### ASSIGNED TASK
Return the entries below verbatim. Pictures stay out.

Referring expression data

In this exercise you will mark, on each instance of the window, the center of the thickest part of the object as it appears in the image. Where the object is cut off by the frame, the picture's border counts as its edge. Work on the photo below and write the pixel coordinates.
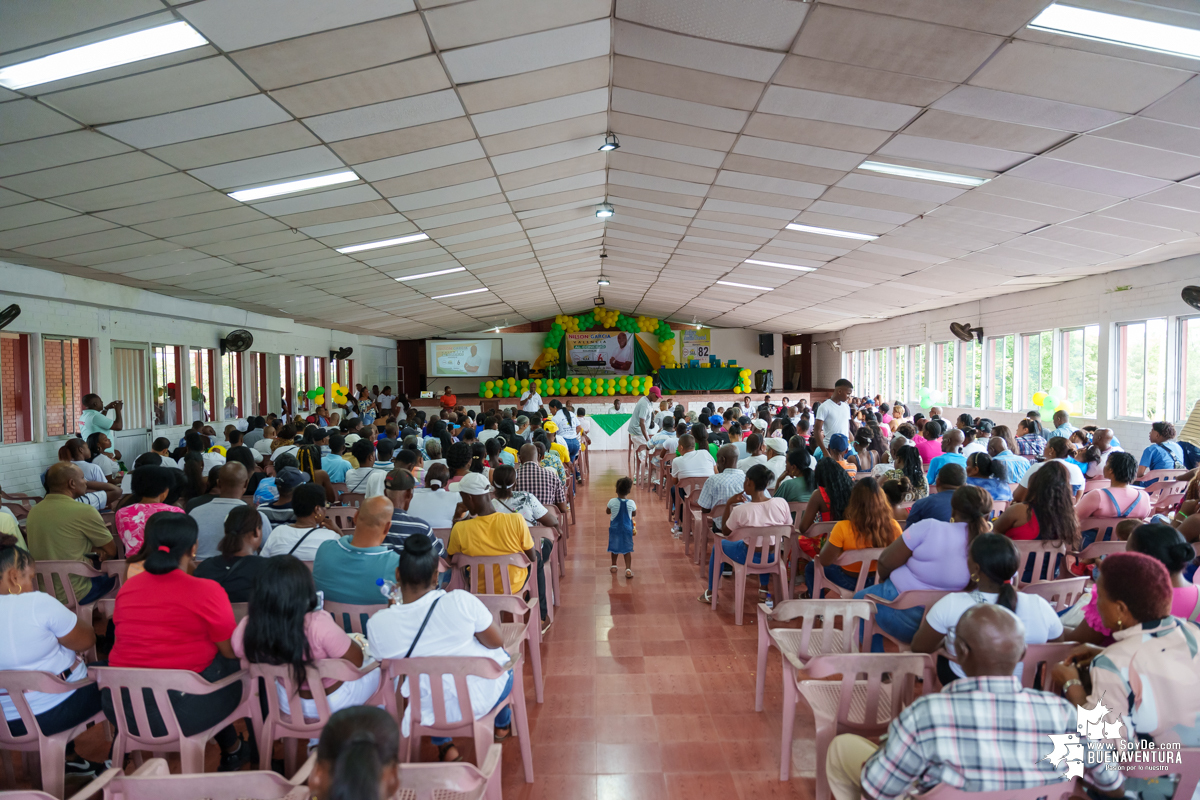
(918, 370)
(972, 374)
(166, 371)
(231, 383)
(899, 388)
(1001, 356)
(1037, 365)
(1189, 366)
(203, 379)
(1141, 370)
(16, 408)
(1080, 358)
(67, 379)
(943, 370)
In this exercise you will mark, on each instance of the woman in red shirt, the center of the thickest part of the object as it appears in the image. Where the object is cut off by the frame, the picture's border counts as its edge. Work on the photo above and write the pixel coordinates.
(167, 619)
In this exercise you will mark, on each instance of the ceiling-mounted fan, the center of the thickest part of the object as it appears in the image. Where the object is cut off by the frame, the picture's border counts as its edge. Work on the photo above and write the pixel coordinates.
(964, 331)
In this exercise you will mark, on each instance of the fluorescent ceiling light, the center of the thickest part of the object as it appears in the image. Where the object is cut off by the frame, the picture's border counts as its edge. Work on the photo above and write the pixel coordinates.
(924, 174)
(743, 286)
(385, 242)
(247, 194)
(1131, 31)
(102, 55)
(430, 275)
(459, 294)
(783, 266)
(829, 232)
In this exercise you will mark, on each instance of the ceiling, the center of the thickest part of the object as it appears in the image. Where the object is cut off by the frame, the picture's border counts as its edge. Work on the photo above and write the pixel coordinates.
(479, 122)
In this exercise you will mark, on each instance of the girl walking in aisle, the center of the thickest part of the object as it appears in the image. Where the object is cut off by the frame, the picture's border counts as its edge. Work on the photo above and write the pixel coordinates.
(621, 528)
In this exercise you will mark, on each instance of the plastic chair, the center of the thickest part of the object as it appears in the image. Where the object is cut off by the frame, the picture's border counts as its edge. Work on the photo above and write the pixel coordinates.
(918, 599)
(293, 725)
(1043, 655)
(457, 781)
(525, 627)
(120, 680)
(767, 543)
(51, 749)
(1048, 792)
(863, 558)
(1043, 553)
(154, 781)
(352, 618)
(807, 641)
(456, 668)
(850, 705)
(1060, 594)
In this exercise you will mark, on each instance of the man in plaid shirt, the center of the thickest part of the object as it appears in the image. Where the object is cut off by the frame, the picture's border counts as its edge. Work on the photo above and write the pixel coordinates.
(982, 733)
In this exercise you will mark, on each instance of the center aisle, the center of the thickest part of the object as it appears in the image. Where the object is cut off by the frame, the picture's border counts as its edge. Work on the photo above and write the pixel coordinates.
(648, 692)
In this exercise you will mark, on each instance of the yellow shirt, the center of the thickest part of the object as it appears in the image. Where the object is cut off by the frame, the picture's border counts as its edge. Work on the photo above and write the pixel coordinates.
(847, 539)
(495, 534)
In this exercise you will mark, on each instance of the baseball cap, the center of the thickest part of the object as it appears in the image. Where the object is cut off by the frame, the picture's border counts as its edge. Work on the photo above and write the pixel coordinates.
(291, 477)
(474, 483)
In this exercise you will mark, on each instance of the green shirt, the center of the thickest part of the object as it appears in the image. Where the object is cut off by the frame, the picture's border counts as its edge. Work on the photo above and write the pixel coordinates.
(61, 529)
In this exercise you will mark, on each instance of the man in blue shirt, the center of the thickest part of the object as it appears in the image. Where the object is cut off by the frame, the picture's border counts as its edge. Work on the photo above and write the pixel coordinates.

### OUTPUT
In this exercise you will mark, on each instance of the window, the center of the thickest part of the object as it appears in the image. Where the object is cut off by the frame, the picture's border counts as its edge. Work on the photo below and write the pixel coordinates.
(918, 370)
(972, 374)
(166, 371)
(231, 383)
(899, 388)
(1001, 356)
(1037, 365)
(1189, 366)
(203, 379)
(1141, 370)
(16, 408)
(1080, 358)
(67, 379)
(943, 370)
In this exercise you will mark, on each instance of the woman in red shirt, the center of the thickest part of the object as it appears in the image. Where the object is cut off by the frame, the picture's border counts as its edge. Work on the photo above and write the pixel coordinates.
(167, 619)
In this exercise you will mark, on each instance of the ceiling-mounted fan, the center of the thickest part of the object as it appears in the image. Where the object is cut off by the frame, the picture's border counts as its edge. Work on the photo above and write the pixel coordinates.
(964, 331)
In this exercise you will mark, on each instance of the fluorescent ceiling light, the center of the thickest part of the object as it appears in the image. Where the object is cut off by the frame, the picture's border counts as its edge. Work on the photo above and write the pixel coordinates.
(924, 174)
(743, 286)
(385, 242)
(247, 194)
(1131, 31)
(102, 55)
(430, 275)
(459, 294)
(783, 266)
(829, 232)
In this exercise you will mark, on each instance of the ceiling, the center of the thickest part of the object as it appears in the image. Where the object is cut off by the frame, the picture's border counts as its edge. Work on the photo above and write the pixel coordinates.
(479, 122)
In this exercise you will mark, on each instance of the girl walking in aisle, the center of the thickest part of the object as it appears in the image. Where the object is cut off by the frame, the picture's border counts as its edge. Work on the photo above and write the pixel coordinates.
(621, 528)
In this exercise you will mark, on each instance of the plastic chair, the center of the thickest part of the object as it appears in the image. Where the object is cut off by the frame, the picture's border counts as its edge. Work on the photo above and write the pixel coordinates.
(918, 599)
(293, 725)
(1043, 655)
(457, 781)
(525, 627)
(120, 680)
(767, 543)
(51, 749)
(1048, 792)
(863, 558)
(1043, 553)
(154, 781)
(352, 618)
(807, 641)
(456, 668)
(850, 705)
(1060, 594)
In this exercise you will mark, on each instance of the man in plaid shirt, the center of the thickest part of the object as it appears in the image. Where the object is cut off by the frame, the picture's border counts as its edge. Work on the photo above and write the pixel coordinates.
(982, 733)
In this exercise you will mark, on each instance of the center aisle, the center of the thickest part of the object as it appears in the image. Where the object is cut off by the frame, the picture's border counts as its edge. Work on the photo above and write the pixel coordinates.
(648, 692)
In this exercise you will mark, on each instance of the yellow shirt, the center of the thickest part of the object as it appears in the image. Where the object is cut off by the frame, the picture's border counts as its edge. Work on the photo above and write the pixel coordinates.
(847, 539)
(495, 534)
In this exercise you will mark, on each instance of the baseball cap, the center of the thickest part of the object as it appears in the image. Where the object is cut off by the frame, the picture's border counts as its edge. Work on the photo above and write the pixel coordinates.
(291, 477)
(474, 483)
In this exercise you will mark, on each instance of the green shirt, the center of the thickest part of the object as it appears in the image. Where the object is cut off by the frame, the picture's border counts as its edge. Work on the photo above and write the pixel coordinates.
(61, 529)
In this exercise you will mark, on each instance of the man in blue shirt, the center of the thickest part of the object as it appears in the image. Where the object is cut off by the frame, the picture's border counts as its edge. Work on the photo above and write the pixel coordinates.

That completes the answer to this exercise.